WORK ORDER 1 >> According to the clinical learning points on autism in adults, what AQ-10 score means a referral for a comprehensive autism assessment should be strongly considered?
WORK ORDER 2 >> From the clinical learning points on autism in adults, reproduce the passage word for word, starting with "- ●Cognitive profile: Hyper-focus" and going on through "patient as dismissive.".

SELECTED EXCERPT >>
=====

Safety Netting / Follow-up
- ●If the Doctor sets a plan to complete the AQ-10 screening tool and review in a week:
- ●Reaction: "I'll fill out that AQ-10 form today and bring it back. I really appreciate you taking this seriously."
Mark Scheme
Domain 1: Data Gathering and Diagnosis
Domain 2: Clinical Management and Medical Complexity
Domain 3: Relating to Others
Clinical Learning Points
Autism in Adults — The Late-Diagnosed Generation
Many autistic adults — particularly those with lower support needs — were not identified in childhood. They were often academically able, learned to mask effectively, and received no assessment. Late presentation is common in the 20s, 30s, and 40s, typically triggered when the executive and sensory demands of adult life exceed the person's compensatory capacity: a job change, a relationship breakdown, a shift in routine, or — as here — a forced change in working environment.
- ●Autistic masking is the conscious or unconscious suppression of autistic traits (scripting conversations, forcing eye contact, suppressing stimming, mimicking social affect) to appear neurotypical. It is extraordinarily cognitively demanding and is invisible to observers — including clinicians. Good eye contact in the consulting room is not evidence against autism.
- ●A previous diagnosis of generalised anxiety or depression in an autistic adult who was undiagnosed at the time should prompt re-appraisal. What was framed as anxiety or low mood in the early 20s may retrospectively fit autistic burnout from a first demanding work or social environment.
Autistic Burnout — Distinguishing It from Depression
Autistic burnout is a state of profound physical, cognitive, and emotional exhaustion caused by chronic stress from navigating a neurotypical world, sustained masking, and loss of environmental control. It is the most common presentation of undiagnosed autism in working-age adults and is frequently misidentified as a depressive episode.
Key distinguishing features that should guide clinical reasoning:
- ●Mood: In burnout, the patient describes exhaustion and depletion — not sadness, hopelessness, or anhedonia. They know why they are struggling and can identify the trigger precisely.
- ●Energy: The collapse of functioning follows a specific sensory and social load. There is often relative preservation of functioning in low-demand, controlled environments (working from home, solo activities, familiar routines).
- ●Cognitive profile: Hyper-focus remains intact in preferred domains. The deficit is environmental — noise, unpredictability, interruption — not a global reduction in capacity.
- ●Prior antidepressant trials that were ineffective in this context are clinically meaningful and should not simply prompt a repeat prescription or dose escalation.
SSRIs are not indicated for autistic burnout in the absence of a co-occurring depressive or anxiety disorder meeting diagnostic criteria. Offering antidepressants as a first response to this presentation reflects a failure to distinguish burnout from depression and is likely to be experienced by the patient as dismissive.
Screening and Referral — NICE CG142
- ●The AQ-10 (Autism Spectrum Quotient — 10-item version) is the recommended validated screening tool for adults in primary care. A score of 6 or above out of 10 indicates that a referral for a comprehensive autism assessment should be strongly considered.

=====

DATA SHOWN >>

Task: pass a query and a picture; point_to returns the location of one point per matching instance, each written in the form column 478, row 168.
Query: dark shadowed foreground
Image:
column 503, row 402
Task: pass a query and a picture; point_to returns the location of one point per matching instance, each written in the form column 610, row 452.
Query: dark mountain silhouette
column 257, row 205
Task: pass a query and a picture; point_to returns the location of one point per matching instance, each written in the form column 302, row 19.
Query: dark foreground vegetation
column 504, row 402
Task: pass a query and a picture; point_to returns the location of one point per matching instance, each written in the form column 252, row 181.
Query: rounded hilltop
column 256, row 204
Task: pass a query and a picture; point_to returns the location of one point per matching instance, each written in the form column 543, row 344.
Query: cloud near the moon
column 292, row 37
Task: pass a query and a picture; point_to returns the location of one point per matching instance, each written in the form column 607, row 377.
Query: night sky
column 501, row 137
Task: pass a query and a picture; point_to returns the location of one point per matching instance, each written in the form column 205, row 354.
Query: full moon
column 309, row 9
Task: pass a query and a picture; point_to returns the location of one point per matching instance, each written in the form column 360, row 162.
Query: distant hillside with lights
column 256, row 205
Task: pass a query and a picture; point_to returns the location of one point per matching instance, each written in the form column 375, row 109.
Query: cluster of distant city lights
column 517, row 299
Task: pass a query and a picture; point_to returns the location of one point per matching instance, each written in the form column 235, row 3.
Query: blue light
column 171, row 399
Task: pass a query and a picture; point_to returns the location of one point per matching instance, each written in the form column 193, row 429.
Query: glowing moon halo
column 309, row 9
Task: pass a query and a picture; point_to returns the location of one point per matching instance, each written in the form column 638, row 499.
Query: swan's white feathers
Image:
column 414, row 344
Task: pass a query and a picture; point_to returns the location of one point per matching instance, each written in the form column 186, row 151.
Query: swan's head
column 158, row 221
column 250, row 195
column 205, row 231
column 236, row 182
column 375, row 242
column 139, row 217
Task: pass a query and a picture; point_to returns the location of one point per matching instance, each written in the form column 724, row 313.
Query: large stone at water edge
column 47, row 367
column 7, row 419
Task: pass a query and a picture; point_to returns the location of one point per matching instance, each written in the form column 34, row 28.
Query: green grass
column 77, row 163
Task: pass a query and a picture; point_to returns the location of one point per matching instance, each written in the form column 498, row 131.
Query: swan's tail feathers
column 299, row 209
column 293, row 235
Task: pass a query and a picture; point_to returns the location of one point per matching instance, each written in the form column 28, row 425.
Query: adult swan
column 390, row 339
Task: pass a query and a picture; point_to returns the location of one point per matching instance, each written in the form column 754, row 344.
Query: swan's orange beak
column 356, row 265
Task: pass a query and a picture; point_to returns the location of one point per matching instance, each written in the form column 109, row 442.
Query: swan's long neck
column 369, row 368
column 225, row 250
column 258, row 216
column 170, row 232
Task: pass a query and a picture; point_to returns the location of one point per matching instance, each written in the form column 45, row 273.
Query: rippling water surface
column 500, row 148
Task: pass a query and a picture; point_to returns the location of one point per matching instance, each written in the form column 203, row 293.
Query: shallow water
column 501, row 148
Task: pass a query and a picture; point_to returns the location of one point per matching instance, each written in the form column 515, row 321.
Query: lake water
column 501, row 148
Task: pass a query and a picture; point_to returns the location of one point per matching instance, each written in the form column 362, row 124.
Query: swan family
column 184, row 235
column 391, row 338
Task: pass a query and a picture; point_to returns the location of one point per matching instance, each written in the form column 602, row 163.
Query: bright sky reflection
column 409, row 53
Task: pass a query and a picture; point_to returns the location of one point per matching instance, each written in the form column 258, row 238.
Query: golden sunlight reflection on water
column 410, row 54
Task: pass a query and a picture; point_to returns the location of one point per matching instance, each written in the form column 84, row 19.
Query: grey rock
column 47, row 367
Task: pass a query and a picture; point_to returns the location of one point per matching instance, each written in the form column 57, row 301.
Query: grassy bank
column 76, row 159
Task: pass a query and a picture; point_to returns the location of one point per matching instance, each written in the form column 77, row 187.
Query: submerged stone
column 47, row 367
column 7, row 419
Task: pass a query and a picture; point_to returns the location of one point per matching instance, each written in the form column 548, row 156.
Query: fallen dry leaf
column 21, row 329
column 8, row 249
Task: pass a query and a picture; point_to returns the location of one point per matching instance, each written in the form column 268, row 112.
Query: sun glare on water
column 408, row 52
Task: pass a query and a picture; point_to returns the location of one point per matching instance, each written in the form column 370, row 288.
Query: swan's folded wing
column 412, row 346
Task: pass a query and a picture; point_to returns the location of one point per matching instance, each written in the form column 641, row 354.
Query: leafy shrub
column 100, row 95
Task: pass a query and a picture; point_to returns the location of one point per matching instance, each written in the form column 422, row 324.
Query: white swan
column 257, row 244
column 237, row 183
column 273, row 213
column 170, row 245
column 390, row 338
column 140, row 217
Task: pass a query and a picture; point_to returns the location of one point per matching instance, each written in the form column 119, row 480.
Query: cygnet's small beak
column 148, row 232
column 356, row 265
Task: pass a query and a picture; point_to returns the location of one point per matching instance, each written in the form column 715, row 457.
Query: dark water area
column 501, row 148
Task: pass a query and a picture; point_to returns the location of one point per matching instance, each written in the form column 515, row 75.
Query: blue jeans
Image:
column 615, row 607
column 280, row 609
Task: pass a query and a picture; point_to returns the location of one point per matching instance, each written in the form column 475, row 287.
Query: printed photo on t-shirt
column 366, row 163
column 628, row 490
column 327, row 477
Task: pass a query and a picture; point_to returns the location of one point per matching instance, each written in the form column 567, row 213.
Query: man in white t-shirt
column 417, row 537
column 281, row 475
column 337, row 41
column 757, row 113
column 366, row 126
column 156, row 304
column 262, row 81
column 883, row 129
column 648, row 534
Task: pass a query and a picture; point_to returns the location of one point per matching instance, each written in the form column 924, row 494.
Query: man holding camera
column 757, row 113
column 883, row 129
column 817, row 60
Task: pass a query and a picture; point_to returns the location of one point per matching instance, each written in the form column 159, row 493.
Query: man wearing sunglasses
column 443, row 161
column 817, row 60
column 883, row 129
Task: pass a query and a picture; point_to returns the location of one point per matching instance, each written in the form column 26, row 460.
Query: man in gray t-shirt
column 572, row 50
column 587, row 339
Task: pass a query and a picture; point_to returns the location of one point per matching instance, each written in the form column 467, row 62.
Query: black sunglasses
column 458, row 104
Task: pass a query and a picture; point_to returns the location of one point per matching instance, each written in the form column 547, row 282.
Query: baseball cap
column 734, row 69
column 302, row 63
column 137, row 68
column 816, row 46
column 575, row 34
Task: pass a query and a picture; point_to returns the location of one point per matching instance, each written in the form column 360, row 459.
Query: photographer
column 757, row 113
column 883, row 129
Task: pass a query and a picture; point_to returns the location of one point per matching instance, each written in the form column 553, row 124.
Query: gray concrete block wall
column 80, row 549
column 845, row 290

=====

TASK RESPONSE 1 >> A score of 6 or above out of 10.

TASK RESPONSE 2 >>
- ●Cognitive profile: Hyper-focus remains intact in preferred domains. The deficit is environmental — noise, unpredictability, interruption — not a global reduction in capacity.
- ●Prior antidepressant trials that were ineffective in this context are clinically meaningful and should not simply prompt a repeat prescription or dose escalation.
SSRIs are not indicated for autistic burnout in the absence of a co-occurring depressive or anxiety disorder meeting diagnostic criteria. Offering antidepressants as a first response to this presentation reflects a failure to distinguish burnout from depression and is likely to be experienced by the patient as dismissive.